§ **Tasks to perform**:
1) In the article on Rochester gun violence, what share of the city's shootings since 2000 led to an arrest?
2) Retype the part of the article on Rochester gun violence that starts at "Rochester's shooting rate" and ends at "some important revelations.".
3) Extend the article on Rochester gun violence from where it stops.

START Document segment

RIT center focuses on gun violence and retaliation 

Since 2000 there have been nearly 3,000 shootings in Rochester, resulting in about 3,655 shooting victims. And only 20 percent of the shootings resulted in an arrest, according to police records.

Rochester's shooting rate is not dramatically different from other cities, says Irshad Altheimer, director of the Rochester Institute of Technology's Center for Public Safety Initiatives. What is different about Rochester, however, is that its police department has been collecting comprehensive data about each shooting for several years, Altheimer says. And it has led to some important revelations.

For instance, about 60 percent of shootings that took place in Rochester from 2010 through 2013 involved retaliation and was linked to a dispute. Given the need to stop gun violence in many US cities, including Rochester, a big question, Altheimer says, is whether it's possible to determine which gunshot victims are at higher risk of becoming shooters themselves. And, he says, whether it's possible to stop that person from escalating the violence by retaliating.

END Document segment
START Record extracts

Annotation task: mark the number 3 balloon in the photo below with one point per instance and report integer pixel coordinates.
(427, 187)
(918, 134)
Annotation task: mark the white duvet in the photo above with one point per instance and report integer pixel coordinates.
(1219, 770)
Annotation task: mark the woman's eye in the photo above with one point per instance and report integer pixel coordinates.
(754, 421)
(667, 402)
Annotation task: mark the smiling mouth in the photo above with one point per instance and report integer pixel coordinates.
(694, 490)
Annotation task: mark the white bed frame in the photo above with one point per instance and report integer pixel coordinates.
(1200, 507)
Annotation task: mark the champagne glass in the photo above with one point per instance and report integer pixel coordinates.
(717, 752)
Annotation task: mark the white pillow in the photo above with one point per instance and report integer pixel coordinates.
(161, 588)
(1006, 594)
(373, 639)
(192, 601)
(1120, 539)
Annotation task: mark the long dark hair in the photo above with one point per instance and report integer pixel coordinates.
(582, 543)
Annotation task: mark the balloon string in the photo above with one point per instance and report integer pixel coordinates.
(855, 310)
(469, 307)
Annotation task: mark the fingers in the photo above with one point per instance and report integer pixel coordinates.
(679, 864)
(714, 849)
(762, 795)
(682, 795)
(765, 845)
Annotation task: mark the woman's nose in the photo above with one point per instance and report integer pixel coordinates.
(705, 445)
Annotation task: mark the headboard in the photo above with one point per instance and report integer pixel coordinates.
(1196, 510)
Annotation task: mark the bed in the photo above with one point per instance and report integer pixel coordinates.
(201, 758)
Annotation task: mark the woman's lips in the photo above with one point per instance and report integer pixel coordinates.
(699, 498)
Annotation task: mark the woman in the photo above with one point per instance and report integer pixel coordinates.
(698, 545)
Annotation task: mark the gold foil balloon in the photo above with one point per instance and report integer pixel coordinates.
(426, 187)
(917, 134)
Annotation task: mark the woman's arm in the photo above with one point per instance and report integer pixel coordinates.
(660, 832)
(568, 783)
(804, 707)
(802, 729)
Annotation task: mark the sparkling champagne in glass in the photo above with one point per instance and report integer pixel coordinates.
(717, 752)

END Record extracts

§ **Answers provided**:
1) Only 20 percent.

2)
Rochester's shooting rate is not dramatically different from other cities, says Irshad Altheimer, director of the Rochester Institute of Technology's Center for Public Safety Initiatives. What is different about Rochester, however, is that its police department has been collecting comprehensive data about each shooting for several years, Altheimer says. And it has led to some important revelations.

3)
The Center has developed a research program that will launch in January called Community Engagement to Reduce Victimization, to try to tackle retaliatory violence through what Altheimer calls hospital-based intervention.

"We want to focus on trauma-involved care, because we don't often think about these people, shooting victims, as true victims who are suffering," says Altheimer. Once their medical condition is stabilized, they often don't receive any further care, even though they may be experiencing fear, anxiety, anger, and other emotional problems, he says.

And Altheimer doesn't look at the issue only from an academic's perspective. He was a victim of a shooting, as well.

"In 1997, I was coming home from college and I got hit three times," he says. His best friend was killed in the event, and Altheimer was taken to the Seattle Medical Center. After he recovered, he was simply sent home.

"No one ever followed up," he says. "That was it. No one was concerned about what I thought or what I would do next. And 20 years later, it really hasn't changed that much. It's still 'Gauze them up and send them home.'"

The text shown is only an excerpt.